Sunday, July 1, 2012

The Duty to Mitigate Harm and Nuremberg Principle IV


It is a fact of contemporary life that our economic system creates and recreates tremendous and unprecedented harms. To be sure, it keeps us alive and supplies the world with countless mind-bogglingly sophisticated gadgets and machines, but this does not at all mitigate the fact that just as much as it is doing the former, it is also sickening and killing us all. Indeed, nearly every single good and service it produces - or reproduces - have attached to them multiple collateral and completely unnecessary harms.

If food, for example, does not itself contain poison (e.g. excessive amounts of salt, or fat, or sugar, or carcinogenic sweeteners, or coloring, or preservatives, etc.), its packaging does. Moreover, beyond the harms in the food and/or in the packaging, there are manifold harms in the manner in which the product is produced. In addition to harms attending the production of a given commodity (e.g. pollution) there are harms wrapped up in the product's distribution. All of these pollutants are poisoning our world. But that is only one level of harm.

On another level, the people that work for these companies are exposed to all manners of occupational harms. From the more mild forms of harms such as poor lighting, there are harms resulting also from repetitive movements, or caused from staring at computer screens, not to mention stress, sleep-deprivation, and the occupational hazards accompanying industrial work in even the best of industrial conditions.

> _DATA SECTION_
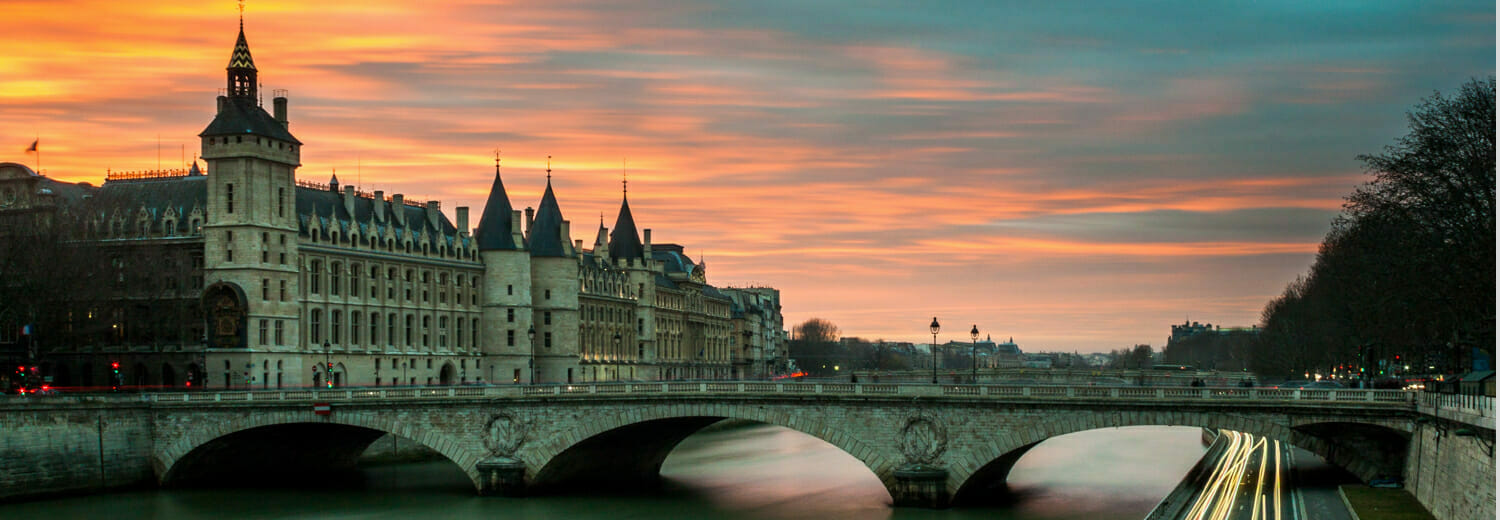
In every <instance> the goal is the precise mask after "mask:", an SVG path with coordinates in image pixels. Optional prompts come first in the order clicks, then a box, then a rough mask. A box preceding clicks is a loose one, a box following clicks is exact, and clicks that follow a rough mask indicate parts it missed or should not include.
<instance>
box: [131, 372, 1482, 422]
mask: <svg viewBox="0 0 1500 520" xmlns="http://www.w3.org/2000/svg"><path fill="white" fill-rule="evenodd" d="M663 394H669V396H721V394H733V396H766V397H774V396H817V394H831V396H882V397H888V396H897V397H942V399H978V400H1119V402H1167V403H1175V402H1316V403H1364V405H1377V406H1398V408H1412V406H1415V405H1416V403H1418V402H1419V399H1421V403H1424V405H1428V406H1445V408H1454V409H1463V411H1475V414H1487V415H1490V417H1494V399H1493V397H1478V399H1476V396H1434V394H1421V393H1413V391H1403V390H1283V388H1176V387H1167V388H1142V387H1056V385H1035V387H1016V385H924V384H849V382H730V381H720V382H618V384H577V385H492V387H423V388H336V390H306V388H299V390H287V391H267V390H258V391H193V393H144V394H139V397H138V399H139V400H144V402H156V403H202V402H357V400H371V399H398V400H408V399H410V400H443V399H528V397H544V396H547V397H565V399H588V397H589V396H598V397H600V399H619V397H624V396H663ZM121 397H123V396H121ZM111 399H115V397H111ZM132 400H135V397H132Z"/></svg>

> _EXERCISE INSTRUCTIONS_
• 1. Can you sum up the essay on economic harm in two sentences?
• 2. Would you write what comes next in the essay on economic harm, picking up after its last paragraph?
The material above is separate from the essay on economic harm.

> _RESPONSES BY ITEM NUMBER_
• 1. The essay argues that the modern economic system keeps people alive and produces sophisticated machines but also causes tremendous, unnecessary harms, since nearly every good or service carries collateral harms in its contents, its packaging, its production and its distribution. At another level, the people who work for these companies face occupational harms ranging from poor lighting to repetitive movements, screen strain, stress, sleep deprivation and industrial hazards.

• 2.
As in the harms attending the distributions of products, there are harms attending the transportation of people. Automobile accidents, for example, annually claim far more lives than the so-called war on drugs - yet for some reason no one seems outraged. It is for some reason considered acceptable, as are the levels of pollution caused by cars, and the production of their fuels.

The harms that were unleashed at Fukushima are nearly unfathomable. But Fukushima is only one of thousands of vulnerable nuclear power plants dotting the planet. If the Indian Point nuclear power plant 30 miles north of New York City were to meltdown, for example, the severity would be unimaginable. When one considers the fact that the energy produced by this enormously dangerous technology is used for such unnecessary things as powering the excessive lights of Times Square, among other things, it really ought to lead one to ask if the risk is worth it. Not only could energy consumption be drastically cut with very little intrusion to peoples' lives, the intrusion is predominantly caused by this consumption in the first place. Consider how people are coerced into working longer hours as a result of electricity, for example.

It goes without saying that harms attend war. And this society has been at war for so long now it hardly even thinks about it. And every other aspect of this society - its health care system, its justice system, its educational system - all of these carry significant harms as well.

To be sure, it is possible to mitigate these harms. We can eliminate those things that are harmful. If people are stressed-out and sleep-deprived, we can - theoretically - design these things out of our way of life. But such a redesign would threaten the profitability of these industries. And, as all adults are aware, these industries are designed, above all, to generate a profit. Producing/reproducing the commodity in question is pretty much secondary in this culture. The point of this economy is to make money. So, there is a trade-off here - harms for profitability. Of course, the harms are distributed among most of the world, and the profitability goes to very few.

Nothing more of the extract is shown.